MATERIAL PROVIDED: Begin

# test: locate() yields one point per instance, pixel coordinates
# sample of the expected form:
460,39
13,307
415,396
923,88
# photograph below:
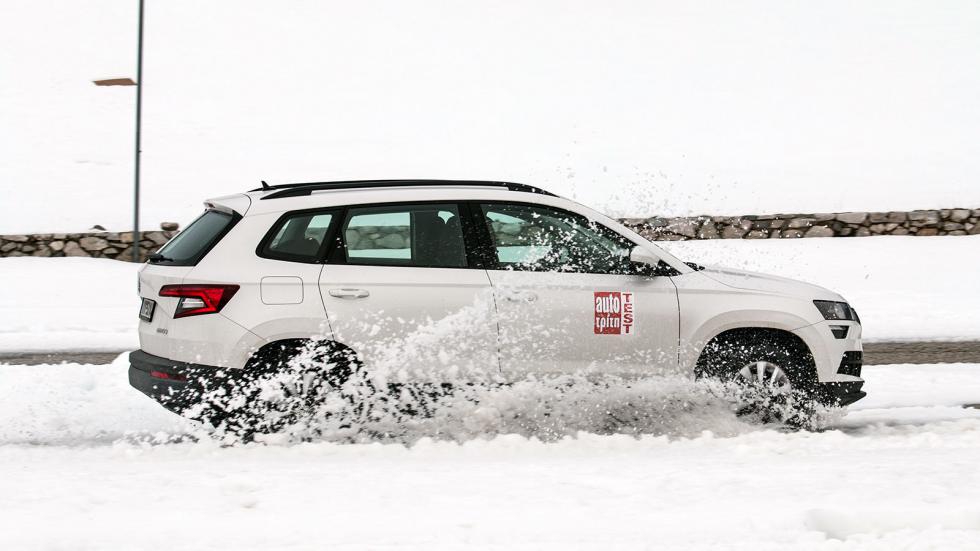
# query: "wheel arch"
763,322
276,350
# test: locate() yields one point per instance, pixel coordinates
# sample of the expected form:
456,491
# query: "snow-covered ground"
635,106
905,288
88,463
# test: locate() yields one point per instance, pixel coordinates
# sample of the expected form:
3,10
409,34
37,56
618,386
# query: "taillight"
199,299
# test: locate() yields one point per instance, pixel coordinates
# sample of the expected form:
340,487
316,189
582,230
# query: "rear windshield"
190,245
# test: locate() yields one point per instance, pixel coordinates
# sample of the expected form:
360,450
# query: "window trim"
490,254
335,254
262,249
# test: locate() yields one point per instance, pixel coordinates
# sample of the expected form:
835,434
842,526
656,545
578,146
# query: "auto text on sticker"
613,313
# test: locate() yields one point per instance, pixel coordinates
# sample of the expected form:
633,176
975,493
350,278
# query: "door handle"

MATERIAL PROVIDED: End

• **EXERCISE DIRECTIONS**:
Reproduce the listing exactly, but keep its images out of the copy.

• **SOLUTION TO THE PROBLEM**:
# test: locate() yields one point per instance, pixel coordinates
# sample of the expected form:
460,39
13,307
415,396
923,88
# photograph below:
# query: "wheel arch"
763,322
276,350
# test: locate() yields one point per instance, pixel coordinates
# sample of the expected form:
456,491
# query: "snow-covered ground"
635,106
905,288
88,463
# test: locate() yields one point per instance, pixel coordinates
# sample of the expected form:
3,10
409,34
37,56
618,386
# query: "taillight"
199,299
# test: locate() yields one point per instance, pixel coordinates
# sample of the expected form:
340,487
316,189
582,230
# query: "rear windshield"
190,245
# test: locate() yields one point per instance, pixel coordinates
# sample of the expected form:
360,450
# query: "window trim"
490,254
335,254
262,249
# test: locate() yields one point per instance, pixel coordinates
# sample of the expected form:
835,434
842,526
656,545
578,146
# query: "auto text on sticker"
613,313
# test: locate() yields one point per instance, pixel coordinates
# sample of the expected form:
633,176
975,493
350,278
# query: "door handle"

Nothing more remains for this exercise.